Given instruction:
Rewrite all of the material below with "Detect" changed to "Locate" and everything else unchanged, leaving the pictures out.

Dataset extract:
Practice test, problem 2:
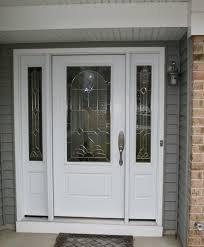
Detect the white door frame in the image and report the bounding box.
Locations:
[14,47,165,236]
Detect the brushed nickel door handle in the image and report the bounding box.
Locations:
[118,131,125,166]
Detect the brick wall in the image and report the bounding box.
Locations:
[188,36,204,247]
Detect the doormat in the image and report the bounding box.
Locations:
[54,233,133,247]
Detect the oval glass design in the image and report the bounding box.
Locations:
[67,66,111,162]
[28,67,43,161]
[136,65,152,163]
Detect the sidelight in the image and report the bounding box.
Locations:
[136,65,152,163]
[67,66,111,162]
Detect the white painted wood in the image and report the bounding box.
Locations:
[44,54,54,221]
[0,2,188,31]
[52,55,125,218]
[156,48,165,226]
[129,53,164,221]
[188,0,204,36]
[14,55,25,221]
[16,219,163,237]
[124,53,131,224]
[0,27,187,44]
[14,47,171,56]
[14,47,164,236]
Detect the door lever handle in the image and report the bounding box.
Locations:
[118,131,125,166]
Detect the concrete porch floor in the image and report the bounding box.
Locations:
[0,230,181,247]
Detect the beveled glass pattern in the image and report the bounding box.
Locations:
[136,65,152,163]
[28,67,43,161]
[67,66,111,162]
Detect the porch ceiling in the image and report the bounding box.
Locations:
[0,0,189,6]
[0,27,187,44]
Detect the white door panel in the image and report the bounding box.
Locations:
[53,55,125,218]
[129,54,160,220]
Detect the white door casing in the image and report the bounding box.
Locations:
[53,55,125,218]
[129,54,160,220]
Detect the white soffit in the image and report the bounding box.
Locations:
[0,2,188,31]
[0,28,187,44]
[190,0,204,35]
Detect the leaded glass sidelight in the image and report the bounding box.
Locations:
[67,66,111,162]
[28,67,43,161]
[136,65,152,163]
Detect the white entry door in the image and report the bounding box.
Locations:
[53,55,125,218]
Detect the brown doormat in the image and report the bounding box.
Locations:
[54,233,133,247]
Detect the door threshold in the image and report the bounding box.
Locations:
[16,217,163,237]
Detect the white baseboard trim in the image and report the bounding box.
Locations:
[16,221,163,237]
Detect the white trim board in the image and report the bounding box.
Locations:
[0,2,188,31]
[14,47,165,236]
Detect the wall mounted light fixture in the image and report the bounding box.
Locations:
[167,61,179,86]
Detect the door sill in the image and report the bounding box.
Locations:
[16,217,163,237]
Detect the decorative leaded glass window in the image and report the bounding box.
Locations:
[28,67,43,161]
[67,66,111,162]
[136,65,152,163]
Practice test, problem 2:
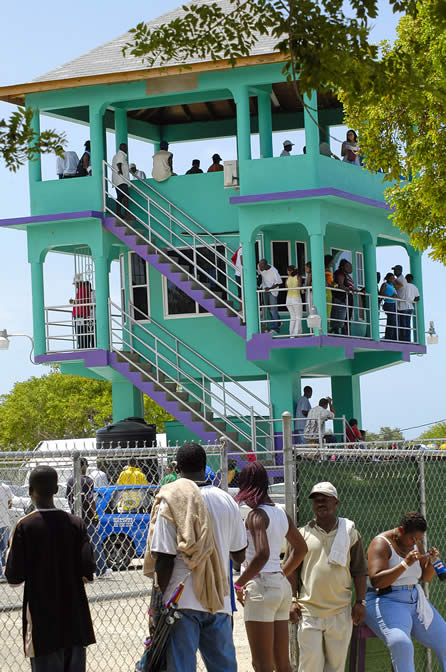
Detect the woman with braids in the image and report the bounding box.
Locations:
[366,512,446,672]
[234,461,307,672]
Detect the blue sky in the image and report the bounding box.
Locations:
[0,0,446,438]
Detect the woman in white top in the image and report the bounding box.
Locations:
[366,512,446,672]
[234,461,307,672]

Solution to this exercise:
Practice test, problem 2:
Locate the white door frame in the image and report the bounding box.
Locations:
[14,47,165,236]
Locate the brushed nickel door handle in the image and report the bounding box.
Locations:
[118,131,125,166]
Locate the brick wall in the image and report the bounding box.
Locations:
[188,36,204,247]
Locate the doormat in the image and report the bounding box.
Locations:
[54,233,133,247]
Locate the oval glass design in the image and report the bounding box.
Locations:
[67,66,111,162]
[28,67,43,161]
[136,65,152,163]
Locate the sidelight in the image and report the bounding box.
Locations:
[136,65,152,163]
[67,66,111,162]
Locate the white painted wood in the image and report the bounding box.
Locations:
[44,54,54,221]
[0,2,188,31]
[52,55,125,218]
[156,48,165,226]
[129,53,164,221]
[188,0,204,36]
[14,55,25,221]
[16,219,163,237]
[124,53,131,224]
[0,27,187,44]
[14,47,171,56]
[14,47,164,236]
Locate the door lever handle in the image and report the bounding box.
Locations:
[118,131,125,166]
Locate the concrete porch floor in the image and report the bounding box.
Locations:
[0,230,181,247]
Locate the beveled glass pattern in the image and report the bounding box.
Locations:
[136,65,152,163]
[28,67,43,161]
[67,66,111,162]
Locate the porch ceiling in the image and report the bounding box.
Locations:
[0,0,189,6]
[0,27,187,44]
Locate the white door panel in the image and report the bounding box.
Locations:
[53,55,125,218]
[129,54,160,220]
Locate the white door casing in the image and report the bounding box.
Locations:
[53,55,125,218]
[129,54,160,220]
Locate the white soffit in the image and report the bounding box.
Locations:
[0,2,188,31]
[0,28,187,44]
[190,0,204,35]
Locate the leaded glass sidelight in the image and report the bounding box.
Locations:
[67,66,111,162]
[28,67,43,161]
[136,65,152,163]
Locate the white entry door in the image and report the bounding box.
Locations:
[53,55,125,218]
Locate the brown doormat in the image and report the bounding box.
Locations:
[54,233,133,247]
Locate the door threshold in the image and report the bounding box.
Locations:
[16,217,163,237]
Locate the white baseboard trim in the image and report the bounding box.
Locations:
[16,221,163,237]
Locate the white trim board in the image and report the bounding box.
Locations:
[0,2,188,31]
[14,47,165,236]
Locate the wall mounted light fixture in the image and report the bounding box.
Locations:
[167,61,179,86]
Locate the door sill in the image and report the bounding box.
Locations:
[16,217,163,237]
Locate the decorative leaded glass window in the image and report the bounding box.
Locations:
[28,67,43,161]
[67,66,111,162]
[136,65,152,163]
Practice test, problem 2:
Locate the woman with braids in the image and report the bounding box.
Locations:
[366,512,446,672]
[234,461,307,672]
Locate the blue sky in the image and report the bounding box.
Locations:
[0,0,446,438]
Locate the woman in white top in the image and report the bounding box.
Locations:
[366,512,446,672]
[234,461,307,672]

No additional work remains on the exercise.